▶ [THE PROBLEM]
Starting at the line with "point: chalet roof" in it, reproduce each line below through the last one, exactly, and include nothing else.

[Dataset entries]
________________________
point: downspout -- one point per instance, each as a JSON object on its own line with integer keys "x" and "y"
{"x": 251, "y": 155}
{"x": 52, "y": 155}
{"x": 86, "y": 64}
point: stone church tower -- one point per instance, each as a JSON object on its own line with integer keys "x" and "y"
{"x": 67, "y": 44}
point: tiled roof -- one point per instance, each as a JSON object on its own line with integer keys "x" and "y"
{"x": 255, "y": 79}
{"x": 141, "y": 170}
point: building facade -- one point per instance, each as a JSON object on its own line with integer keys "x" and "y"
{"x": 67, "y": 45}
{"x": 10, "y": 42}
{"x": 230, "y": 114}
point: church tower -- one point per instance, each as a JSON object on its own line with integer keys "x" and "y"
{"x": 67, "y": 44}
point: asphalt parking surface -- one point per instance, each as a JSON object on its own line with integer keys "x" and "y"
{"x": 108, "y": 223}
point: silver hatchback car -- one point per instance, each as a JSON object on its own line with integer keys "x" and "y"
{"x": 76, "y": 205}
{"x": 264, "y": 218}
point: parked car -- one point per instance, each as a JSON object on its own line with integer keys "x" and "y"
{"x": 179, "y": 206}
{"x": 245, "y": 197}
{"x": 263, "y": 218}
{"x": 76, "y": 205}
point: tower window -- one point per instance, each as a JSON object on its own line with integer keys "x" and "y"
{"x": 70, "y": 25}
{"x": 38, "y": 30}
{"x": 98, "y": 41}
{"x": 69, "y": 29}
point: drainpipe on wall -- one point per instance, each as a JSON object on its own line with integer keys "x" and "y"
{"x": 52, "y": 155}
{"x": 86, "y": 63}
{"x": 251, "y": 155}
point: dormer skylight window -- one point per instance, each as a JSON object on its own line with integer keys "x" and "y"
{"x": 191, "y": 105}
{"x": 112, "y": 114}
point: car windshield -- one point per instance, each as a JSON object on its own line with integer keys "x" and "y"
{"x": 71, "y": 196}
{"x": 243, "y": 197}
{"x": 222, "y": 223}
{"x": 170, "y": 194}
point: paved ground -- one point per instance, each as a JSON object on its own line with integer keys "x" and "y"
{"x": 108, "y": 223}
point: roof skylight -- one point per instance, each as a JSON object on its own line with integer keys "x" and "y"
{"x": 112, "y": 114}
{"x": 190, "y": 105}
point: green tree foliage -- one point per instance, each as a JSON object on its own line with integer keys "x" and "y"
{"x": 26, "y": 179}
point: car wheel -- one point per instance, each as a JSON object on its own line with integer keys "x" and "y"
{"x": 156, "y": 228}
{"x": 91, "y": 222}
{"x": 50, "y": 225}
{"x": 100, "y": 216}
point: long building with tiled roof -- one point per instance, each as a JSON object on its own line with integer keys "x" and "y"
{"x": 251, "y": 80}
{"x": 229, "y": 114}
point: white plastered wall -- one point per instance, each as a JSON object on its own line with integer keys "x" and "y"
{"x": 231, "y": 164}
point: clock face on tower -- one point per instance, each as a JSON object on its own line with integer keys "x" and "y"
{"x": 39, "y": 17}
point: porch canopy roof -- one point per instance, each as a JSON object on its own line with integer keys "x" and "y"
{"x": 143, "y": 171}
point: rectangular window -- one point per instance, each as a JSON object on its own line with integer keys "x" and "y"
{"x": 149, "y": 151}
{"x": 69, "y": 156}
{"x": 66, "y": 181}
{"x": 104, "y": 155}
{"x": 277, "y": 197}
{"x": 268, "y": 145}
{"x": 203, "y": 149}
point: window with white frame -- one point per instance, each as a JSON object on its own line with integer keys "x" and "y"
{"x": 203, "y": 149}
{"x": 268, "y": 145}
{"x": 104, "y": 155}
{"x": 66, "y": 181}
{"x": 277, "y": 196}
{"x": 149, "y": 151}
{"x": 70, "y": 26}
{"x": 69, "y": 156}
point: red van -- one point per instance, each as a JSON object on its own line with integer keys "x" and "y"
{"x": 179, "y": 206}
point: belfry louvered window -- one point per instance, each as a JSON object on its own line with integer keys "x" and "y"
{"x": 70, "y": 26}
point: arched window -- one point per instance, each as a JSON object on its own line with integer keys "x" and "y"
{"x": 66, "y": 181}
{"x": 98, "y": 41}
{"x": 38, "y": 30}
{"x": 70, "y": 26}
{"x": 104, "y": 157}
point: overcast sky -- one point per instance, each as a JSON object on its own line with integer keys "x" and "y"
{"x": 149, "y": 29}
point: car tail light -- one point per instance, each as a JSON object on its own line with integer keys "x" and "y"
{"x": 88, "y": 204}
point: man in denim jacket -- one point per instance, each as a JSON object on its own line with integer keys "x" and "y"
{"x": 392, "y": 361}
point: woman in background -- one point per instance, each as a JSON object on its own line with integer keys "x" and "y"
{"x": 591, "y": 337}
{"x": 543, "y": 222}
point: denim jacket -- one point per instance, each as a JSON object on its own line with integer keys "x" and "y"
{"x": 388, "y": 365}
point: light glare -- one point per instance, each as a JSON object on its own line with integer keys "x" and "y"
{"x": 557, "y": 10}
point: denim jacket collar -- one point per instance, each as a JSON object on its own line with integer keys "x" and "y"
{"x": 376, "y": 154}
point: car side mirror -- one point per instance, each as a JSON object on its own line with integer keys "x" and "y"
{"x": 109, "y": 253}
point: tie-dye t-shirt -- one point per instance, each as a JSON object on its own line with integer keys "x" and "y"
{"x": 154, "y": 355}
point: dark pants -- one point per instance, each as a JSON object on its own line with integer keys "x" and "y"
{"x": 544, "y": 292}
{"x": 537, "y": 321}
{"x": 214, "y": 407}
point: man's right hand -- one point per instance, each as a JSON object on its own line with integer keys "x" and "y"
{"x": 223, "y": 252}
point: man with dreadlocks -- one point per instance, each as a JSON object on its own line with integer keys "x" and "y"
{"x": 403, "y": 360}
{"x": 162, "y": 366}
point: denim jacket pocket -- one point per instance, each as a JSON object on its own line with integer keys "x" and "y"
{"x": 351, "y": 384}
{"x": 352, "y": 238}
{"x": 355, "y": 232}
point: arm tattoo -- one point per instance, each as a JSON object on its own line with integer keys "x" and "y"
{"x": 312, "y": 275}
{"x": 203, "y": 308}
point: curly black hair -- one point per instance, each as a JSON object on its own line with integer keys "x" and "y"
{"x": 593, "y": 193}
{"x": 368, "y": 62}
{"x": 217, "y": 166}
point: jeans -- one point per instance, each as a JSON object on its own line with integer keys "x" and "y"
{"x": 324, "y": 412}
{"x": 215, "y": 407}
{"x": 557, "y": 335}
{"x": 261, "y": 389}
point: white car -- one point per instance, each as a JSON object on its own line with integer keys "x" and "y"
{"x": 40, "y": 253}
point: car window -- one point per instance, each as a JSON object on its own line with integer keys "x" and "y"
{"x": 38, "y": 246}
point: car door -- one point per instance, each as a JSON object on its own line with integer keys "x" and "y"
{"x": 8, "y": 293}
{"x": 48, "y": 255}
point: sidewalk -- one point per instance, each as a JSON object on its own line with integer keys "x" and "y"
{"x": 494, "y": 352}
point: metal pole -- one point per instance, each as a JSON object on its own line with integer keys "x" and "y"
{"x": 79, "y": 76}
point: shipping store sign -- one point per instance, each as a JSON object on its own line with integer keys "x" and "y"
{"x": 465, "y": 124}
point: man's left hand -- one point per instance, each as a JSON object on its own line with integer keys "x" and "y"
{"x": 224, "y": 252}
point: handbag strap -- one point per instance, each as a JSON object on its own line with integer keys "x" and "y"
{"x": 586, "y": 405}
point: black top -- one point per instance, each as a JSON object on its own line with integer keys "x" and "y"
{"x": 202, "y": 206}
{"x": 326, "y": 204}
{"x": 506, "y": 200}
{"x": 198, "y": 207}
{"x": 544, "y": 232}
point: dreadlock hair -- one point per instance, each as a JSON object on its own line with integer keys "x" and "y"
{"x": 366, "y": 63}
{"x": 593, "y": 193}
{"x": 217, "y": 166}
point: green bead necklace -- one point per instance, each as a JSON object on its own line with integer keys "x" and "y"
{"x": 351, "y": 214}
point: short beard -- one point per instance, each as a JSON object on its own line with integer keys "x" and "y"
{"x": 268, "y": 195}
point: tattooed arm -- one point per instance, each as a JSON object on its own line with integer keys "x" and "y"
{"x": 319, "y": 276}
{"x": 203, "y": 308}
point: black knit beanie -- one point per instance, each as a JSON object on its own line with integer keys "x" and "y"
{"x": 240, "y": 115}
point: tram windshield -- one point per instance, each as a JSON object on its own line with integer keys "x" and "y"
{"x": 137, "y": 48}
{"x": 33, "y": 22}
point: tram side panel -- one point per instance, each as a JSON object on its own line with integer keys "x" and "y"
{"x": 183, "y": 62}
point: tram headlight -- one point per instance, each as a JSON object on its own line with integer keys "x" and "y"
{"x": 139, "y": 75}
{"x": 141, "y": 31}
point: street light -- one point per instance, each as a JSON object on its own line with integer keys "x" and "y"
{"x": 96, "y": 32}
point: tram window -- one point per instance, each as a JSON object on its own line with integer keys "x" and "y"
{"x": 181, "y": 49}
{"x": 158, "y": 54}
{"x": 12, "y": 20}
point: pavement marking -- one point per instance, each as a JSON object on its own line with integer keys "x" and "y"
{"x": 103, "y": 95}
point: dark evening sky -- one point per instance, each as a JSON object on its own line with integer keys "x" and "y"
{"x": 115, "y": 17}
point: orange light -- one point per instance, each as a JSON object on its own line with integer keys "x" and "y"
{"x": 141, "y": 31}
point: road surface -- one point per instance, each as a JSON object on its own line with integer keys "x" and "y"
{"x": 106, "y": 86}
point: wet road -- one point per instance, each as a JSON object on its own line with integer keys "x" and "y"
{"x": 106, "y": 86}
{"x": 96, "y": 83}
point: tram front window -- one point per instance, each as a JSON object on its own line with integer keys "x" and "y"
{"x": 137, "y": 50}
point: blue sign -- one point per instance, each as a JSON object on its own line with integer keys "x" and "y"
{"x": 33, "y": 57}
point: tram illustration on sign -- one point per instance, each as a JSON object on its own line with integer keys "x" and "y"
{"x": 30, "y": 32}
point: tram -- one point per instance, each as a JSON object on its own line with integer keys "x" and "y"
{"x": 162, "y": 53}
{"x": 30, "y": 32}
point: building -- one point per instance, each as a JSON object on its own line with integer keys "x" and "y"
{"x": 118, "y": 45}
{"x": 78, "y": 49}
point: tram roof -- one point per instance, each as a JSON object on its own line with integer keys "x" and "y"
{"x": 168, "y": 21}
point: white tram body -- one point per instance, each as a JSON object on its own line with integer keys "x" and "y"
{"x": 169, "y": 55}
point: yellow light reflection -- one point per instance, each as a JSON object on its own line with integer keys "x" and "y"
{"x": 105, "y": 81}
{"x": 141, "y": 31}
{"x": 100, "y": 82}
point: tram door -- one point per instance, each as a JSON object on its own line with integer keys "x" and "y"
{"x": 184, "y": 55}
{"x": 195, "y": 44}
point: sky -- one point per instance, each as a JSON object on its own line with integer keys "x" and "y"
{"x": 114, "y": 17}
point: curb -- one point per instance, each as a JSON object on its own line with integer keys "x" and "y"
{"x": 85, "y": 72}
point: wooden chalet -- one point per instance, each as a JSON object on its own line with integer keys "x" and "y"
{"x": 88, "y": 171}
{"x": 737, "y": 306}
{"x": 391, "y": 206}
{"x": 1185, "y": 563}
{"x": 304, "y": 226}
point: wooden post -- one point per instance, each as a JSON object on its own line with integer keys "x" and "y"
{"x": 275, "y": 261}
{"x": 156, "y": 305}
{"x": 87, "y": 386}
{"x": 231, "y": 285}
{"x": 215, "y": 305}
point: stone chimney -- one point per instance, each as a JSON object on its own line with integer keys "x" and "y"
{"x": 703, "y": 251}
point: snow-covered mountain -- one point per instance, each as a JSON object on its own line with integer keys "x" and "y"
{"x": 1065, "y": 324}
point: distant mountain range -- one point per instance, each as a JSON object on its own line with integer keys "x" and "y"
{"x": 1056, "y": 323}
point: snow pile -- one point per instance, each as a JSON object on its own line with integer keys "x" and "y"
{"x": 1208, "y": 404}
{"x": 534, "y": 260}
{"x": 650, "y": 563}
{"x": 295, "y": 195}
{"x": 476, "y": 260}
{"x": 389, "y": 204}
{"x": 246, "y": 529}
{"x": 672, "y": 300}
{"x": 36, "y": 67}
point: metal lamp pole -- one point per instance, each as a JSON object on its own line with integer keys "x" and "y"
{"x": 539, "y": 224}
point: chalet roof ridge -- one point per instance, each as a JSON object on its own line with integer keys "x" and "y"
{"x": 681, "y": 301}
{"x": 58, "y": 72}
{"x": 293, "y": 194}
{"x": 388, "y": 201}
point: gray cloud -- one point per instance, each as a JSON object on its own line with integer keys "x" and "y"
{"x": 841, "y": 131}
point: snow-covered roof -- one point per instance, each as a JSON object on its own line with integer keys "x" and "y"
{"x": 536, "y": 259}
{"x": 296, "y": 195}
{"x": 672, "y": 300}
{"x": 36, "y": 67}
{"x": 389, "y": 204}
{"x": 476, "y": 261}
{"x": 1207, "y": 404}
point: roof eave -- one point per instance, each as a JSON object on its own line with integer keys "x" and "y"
________________________
▶ [EXERCISE OUTPUT]
point: chalet roof ridge -- one point per instance, each as a JSON object on its own line with integer keys "x" and "y"
{"x": 681, "y": 301}
{"x": 58, "y": 72}
{"x": 293, "y": 194}
{"x": 388, "y": 201}
point: gray cloud -- one point per instance, each as a JSON object on its own line with integer keys "x" and "y"
{"x": 841, "y": 131}
point: snow-covered roof -- one point per instance, each as a JSON object on its own line with integer keys "x" and "y"
{"x": 536, "y": 259}
{"x": 296, "y": 195}
{"x": 672, "y": 300}
{"x": 36, "y": 67}
{"x": 389, "y": 204}
{"x": 476, "y": 261}
{"x": 1207, "y": 404}
point: roof eave -- one point per instance, each as a JSON object on its own line with integer keys "x" and "y"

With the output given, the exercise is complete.